━━━ 文档节选 ━━━

全面深入地了解“敌人”有助于人们对政治本身的理解,也有利于政治学的形成和发展。伊多·奥伦(Ido Oren)认为,对美国的敌人及其特征的理解,有助于严格检验政治学可能的客观性以及美国民主本身的意义。他甚至认为,我们可以把国外政权以及美国与它们的关系当作反映政治学面貌的镜子。例如,当美国与德国、意大利和苏联是正常或朋友关系时,美国的政治学家并没有批评它们是“独裁”或“集权”的邪恶政权。但是,在它们成了美国的敌人之后,政治学家就及时地给它们贴上了野蛮、黑暗、邪恶等标签,敌人形象随着冲突的升级不断朝着消极方向改变,它们在政治学中的形象及其历史变化模式也非常的系统化。(注:参见[美]伊多·奥伦:《美国和美国的敌人:美国的对手和美国政治学的形成》,唐小松、王义桅译,第8—9页。)伊多·奥伦所说的这种情况在其他国家的政治学界也同样存在,因此,我们必须改变以往对“敌人”问题的纯意识形态式的、否定性的研究,应该转向全面批判性的反思。

━━━

▶ 待办事项:
(1) 按照这段节选的说法,伊多·奥伦认为可以把什么当作反映政治学面貌的镜子?
(2) 把节选中以“全面深入地了解‘敌人’”开头的那一段改写成简短的要点列表,保留主要事实。
只凭上面这段节选作答。

━━━ 存储记录 ━━━

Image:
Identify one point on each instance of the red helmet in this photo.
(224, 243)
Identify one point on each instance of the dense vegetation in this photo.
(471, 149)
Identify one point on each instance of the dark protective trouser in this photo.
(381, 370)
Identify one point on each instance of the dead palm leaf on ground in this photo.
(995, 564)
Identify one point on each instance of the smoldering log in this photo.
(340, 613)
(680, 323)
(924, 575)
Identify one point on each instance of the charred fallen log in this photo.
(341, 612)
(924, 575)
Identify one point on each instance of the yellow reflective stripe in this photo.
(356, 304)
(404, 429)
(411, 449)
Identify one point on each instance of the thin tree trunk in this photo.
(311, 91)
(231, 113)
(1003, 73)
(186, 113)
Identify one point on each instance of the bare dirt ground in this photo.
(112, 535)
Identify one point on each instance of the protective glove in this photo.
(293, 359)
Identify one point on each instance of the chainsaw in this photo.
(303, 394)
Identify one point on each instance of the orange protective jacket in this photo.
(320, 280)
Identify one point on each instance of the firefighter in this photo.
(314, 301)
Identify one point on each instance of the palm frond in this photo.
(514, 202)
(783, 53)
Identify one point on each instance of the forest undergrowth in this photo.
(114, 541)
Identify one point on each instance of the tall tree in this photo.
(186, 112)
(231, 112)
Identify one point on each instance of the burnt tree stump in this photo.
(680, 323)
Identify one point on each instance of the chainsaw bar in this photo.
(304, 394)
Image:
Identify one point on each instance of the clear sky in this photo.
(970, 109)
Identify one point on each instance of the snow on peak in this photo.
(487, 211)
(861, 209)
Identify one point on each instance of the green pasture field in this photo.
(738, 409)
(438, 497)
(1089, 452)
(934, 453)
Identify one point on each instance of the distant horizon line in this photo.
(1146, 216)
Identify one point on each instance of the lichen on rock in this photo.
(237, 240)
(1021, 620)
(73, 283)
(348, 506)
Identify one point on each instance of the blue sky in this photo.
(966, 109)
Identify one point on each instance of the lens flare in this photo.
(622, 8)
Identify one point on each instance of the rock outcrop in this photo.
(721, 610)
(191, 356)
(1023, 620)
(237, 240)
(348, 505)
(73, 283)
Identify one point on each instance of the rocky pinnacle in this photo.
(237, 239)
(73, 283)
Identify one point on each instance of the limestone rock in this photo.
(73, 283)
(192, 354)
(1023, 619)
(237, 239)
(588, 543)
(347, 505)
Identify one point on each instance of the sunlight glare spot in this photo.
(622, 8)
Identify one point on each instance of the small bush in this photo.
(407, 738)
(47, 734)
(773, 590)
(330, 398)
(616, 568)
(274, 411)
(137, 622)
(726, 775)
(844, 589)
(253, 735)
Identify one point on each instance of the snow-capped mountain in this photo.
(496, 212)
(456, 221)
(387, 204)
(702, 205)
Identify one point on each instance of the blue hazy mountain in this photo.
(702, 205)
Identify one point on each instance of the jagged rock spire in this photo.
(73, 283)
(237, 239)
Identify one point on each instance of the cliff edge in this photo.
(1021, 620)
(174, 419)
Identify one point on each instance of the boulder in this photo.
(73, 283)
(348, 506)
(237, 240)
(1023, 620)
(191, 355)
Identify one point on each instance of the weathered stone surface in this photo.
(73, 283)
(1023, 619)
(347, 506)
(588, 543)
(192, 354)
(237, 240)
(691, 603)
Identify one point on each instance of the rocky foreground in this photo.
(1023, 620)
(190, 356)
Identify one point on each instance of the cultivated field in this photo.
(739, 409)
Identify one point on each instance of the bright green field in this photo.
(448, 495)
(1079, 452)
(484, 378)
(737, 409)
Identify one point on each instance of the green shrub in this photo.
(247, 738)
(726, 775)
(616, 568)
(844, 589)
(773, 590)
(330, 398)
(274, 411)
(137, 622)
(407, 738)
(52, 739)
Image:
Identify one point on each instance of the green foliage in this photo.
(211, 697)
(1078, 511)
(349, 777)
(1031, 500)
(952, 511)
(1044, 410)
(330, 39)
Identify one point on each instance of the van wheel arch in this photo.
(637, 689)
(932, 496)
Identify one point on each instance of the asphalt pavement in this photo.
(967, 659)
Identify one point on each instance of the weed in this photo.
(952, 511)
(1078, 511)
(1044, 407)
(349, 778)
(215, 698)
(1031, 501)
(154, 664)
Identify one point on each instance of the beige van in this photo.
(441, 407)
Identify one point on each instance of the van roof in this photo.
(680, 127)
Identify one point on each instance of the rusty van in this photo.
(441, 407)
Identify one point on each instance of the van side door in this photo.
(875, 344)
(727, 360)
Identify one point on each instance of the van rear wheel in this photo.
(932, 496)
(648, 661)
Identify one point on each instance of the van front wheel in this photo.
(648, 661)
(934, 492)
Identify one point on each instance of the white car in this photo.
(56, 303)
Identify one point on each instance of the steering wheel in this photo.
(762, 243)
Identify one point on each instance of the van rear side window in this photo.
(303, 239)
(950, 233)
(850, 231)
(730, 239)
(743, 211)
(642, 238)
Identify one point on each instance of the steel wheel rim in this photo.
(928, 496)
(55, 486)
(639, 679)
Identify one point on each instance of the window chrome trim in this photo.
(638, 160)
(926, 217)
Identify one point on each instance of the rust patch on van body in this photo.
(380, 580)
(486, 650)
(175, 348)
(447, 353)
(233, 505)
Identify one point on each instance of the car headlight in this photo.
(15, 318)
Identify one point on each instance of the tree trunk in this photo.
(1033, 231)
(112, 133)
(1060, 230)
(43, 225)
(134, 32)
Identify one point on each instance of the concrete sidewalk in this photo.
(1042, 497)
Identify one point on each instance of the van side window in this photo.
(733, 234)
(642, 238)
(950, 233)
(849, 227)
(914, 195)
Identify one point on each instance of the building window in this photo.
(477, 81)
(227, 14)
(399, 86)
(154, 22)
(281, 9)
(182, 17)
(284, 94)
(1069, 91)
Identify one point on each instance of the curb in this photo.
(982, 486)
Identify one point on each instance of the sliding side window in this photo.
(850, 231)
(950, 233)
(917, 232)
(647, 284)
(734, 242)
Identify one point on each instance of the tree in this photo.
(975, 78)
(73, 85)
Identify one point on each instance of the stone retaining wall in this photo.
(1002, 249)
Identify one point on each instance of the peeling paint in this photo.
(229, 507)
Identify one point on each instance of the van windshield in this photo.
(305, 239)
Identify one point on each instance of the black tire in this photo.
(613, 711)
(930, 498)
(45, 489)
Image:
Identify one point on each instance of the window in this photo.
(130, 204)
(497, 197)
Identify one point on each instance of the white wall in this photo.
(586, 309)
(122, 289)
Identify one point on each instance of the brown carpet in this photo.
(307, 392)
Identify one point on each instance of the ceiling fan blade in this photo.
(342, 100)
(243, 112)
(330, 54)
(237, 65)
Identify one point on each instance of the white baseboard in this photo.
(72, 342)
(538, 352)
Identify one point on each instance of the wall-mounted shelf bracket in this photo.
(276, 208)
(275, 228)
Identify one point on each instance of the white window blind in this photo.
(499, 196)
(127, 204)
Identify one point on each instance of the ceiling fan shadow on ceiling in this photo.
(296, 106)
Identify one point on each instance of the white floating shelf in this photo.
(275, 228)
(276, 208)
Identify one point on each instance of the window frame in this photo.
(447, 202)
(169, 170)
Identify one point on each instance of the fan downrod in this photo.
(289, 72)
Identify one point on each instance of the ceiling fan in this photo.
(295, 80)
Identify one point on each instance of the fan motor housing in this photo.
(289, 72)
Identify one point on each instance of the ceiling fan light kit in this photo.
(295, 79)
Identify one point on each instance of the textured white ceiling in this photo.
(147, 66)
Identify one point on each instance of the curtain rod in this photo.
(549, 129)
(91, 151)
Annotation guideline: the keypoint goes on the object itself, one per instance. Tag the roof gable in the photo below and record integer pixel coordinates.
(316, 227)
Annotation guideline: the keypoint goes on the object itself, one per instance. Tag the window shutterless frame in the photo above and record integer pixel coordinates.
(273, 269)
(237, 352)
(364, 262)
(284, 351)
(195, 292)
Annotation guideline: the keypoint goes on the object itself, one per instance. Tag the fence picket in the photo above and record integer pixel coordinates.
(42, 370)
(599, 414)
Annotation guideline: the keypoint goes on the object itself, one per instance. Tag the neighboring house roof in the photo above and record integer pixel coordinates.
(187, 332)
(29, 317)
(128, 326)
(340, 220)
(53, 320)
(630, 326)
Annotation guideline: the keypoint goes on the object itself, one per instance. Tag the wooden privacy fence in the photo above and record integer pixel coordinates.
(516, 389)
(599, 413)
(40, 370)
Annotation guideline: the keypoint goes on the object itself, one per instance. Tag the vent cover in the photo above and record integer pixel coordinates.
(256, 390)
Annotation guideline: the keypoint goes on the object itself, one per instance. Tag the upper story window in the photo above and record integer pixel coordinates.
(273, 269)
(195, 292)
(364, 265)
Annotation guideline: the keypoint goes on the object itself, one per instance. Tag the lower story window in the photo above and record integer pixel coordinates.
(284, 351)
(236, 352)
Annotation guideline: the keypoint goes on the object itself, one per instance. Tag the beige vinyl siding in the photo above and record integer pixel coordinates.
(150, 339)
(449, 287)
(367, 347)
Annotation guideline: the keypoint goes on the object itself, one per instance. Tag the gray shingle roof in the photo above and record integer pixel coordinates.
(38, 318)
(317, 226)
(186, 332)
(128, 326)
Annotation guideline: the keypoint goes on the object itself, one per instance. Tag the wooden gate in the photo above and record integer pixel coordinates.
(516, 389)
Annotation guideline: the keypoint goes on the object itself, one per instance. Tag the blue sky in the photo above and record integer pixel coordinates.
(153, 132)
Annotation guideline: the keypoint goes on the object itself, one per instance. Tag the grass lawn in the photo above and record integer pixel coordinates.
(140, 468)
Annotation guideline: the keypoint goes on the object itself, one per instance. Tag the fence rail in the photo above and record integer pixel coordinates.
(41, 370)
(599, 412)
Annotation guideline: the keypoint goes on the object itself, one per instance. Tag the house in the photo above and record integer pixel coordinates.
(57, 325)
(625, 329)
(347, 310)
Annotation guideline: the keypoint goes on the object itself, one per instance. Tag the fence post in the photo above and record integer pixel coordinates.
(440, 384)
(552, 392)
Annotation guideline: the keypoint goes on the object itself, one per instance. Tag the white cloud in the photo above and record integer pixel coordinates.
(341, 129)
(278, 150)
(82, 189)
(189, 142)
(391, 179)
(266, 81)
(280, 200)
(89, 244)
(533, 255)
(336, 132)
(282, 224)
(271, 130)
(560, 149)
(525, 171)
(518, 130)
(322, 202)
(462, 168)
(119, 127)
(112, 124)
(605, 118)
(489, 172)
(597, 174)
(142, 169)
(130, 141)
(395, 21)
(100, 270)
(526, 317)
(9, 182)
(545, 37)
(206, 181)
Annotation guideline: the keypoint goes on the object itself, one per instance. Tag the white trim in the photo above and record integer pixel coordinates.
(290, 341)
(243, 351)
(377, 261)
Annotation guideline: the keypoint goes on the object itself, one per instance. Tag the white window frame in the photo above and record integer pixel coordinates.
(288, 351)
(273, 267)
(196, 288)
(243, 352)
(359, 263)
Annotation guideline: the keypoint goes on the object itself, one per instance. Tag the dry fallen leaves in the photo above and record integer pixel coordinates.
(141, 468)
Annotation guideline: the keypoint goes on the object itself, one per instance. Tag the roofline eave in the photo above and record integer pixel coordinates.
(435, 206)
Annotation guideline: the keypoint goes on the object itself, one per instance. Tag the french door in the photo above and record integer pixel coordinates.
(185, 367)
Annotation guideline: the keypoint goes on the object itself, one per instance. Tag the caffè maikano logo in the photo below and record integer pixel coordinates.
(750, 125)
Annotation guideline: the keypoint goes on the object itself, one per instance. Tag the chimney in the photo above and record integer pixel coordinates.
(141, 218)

━━━

▶ 练习答案:
(1) 国外政权以及美国与它们的关系。

(2)
- 全面深入地了解“敌人”,有助于理解政治本身,也有利于政治学的形成和发展。
- 伊多·奥伦认为,理解美国的敌人及其特征,有助于严格检验政治学可能的客观性和美国民主本身的意义。
- 他认为可以把国外政权以及美国与它们的关系当作反映政治学面貌的镜子。
- 例子:美国与德国、意大利和苏联关系正常或友好时,美国政治学家没有批评它们是“独裁”或“集权”的邪恶政权。
- 它们成了美国的敌人后,政治学家及时给它们贴上野蛮、黑暗、邪恶等标签。敌人形象随冲突升级不断变得更消极,其在政治学中的形象和历史变化模式也非常系统化。
- 这种情况在其他国家的政治学界同样存在。
- 因此,对“敌人”问题的研究应当改变以往纯意识形态式的、否定性的做法,转向全面批判性的反思。